(Exercise instructions)
**A)** In the passage on inflammation and diabetes, which gene are Dr. Jerry Nadler and his colleagues investigating?
**B)** Continue the passage on inflammation and diabetes, picking up after its final sentence.

[Text provided Boundary: Start]

Connecting Inflammation to Diabetes

I would hope that regular readers are by now wary of chronic inflammation - the tentacles of causal relationships link inflammation with almost all well-known age-related conditions. Those conditions are the most visible end points of accumulated damage, as aging is nothing more than just that - damage at the cellular and molecular level. In this worldview, inflammation is a process acting as a source of damage. For example, we have this recent research on inflammation and age-related (type 2) diabetes:

It has long been known that type 1 diabetes is an autoimmune disease. The body attacks the islet cells in the pancreas that produce insulin. In recent years, the immune system has also been implicated in type 2 diabetes - in particular imbalances in cytokines, an immune system component that causes inflammation.

These imbalances become especially marked as people become obese. Dr. Jerry Nadler and his colleagues are investigating the role of a key gene - 12/15-LO (12/15-lipoxygenase ) - that has been implicated in the immune-system induced inflammatory effects linked to both forms of diabetes and their complications.

[Text provided Boundary: End]
[Listed records Boundary: Start]

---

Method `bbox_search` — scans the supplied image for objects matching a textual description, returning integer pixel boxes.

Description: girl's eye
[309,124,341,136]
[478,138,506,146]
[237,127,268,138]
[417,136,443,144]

[Listed records Boundary: End]
[Listed records Boundary: Start]

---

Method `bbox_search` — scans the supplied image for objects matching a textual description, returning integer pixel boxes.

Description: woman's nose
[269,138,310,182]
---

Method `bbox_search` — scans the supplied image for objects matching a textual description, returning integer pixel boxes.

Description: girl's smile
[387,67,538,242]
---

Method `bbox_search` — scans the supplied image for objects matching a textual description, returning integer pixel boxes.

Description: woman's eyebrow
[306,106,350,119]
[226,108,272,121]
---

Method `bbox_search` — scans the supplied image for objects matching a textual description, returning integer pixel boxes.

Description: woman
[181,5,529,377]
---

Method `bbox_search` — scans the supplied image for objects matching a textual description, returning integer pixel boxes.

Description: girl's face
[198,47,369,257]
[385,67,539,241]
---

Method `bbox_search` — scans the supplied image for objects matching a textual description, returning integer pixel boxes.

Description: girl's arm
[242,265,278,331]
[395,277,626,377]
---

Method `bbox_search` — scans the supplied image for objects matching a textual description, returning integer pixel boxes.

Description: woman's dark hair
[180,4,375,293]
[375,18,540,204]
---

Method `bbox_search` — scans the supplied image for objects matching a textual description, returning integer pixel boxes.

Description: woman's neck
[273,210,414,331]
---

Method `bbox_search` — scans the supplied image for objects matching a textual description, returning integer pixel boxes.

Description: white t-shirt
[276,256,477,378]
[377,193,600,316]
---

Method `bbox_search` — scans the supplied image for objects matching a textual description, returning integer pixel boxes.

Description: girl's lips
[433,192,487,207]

[Listed records Boundary: End]

(Answers by item number)
**A)** They are investigating 12/15-LO (12/15-lipoxygenase).

**B)**
Macrophages appear in high concentrations in fatty tissue. With funding from the National Institutes of Health, Nadler has traced the mechanism by which the presence of large numbers of fat cells stimulate the macrophages to activate the 12/15-LO gene, and has documented the cascade of inflammatory reactions that results. He has found that the 12/15-LO gene produces two proteins that convert fatty acids into cytokines.

A nice demonstration of a plausible mechanism to link excess body fat with chronic inflammation, and then to diabetes and all the other conditions brought on by that inflammation. All the more reason to keep yourself in shape and take care of the health basics - if you don't let your body go to seed, then you'll accumulate cellular damage at a slower rate, and be better placed to benefit from the longevity medicine of the future.

We don't know how rapidly we'll be able to create medical technologies of rejuvenation and longer, healthier lives. It's foolish to think that advanced medicine will be developed fast enough to save you from neglect - why take the chance when there is so much at stake? Even the young adults amongst us should be concerned about missing the boat, and that's a wise position to take. We should all do our best to reach that future intact and healthy, and to help bring the development of real anti-aging technologies closer.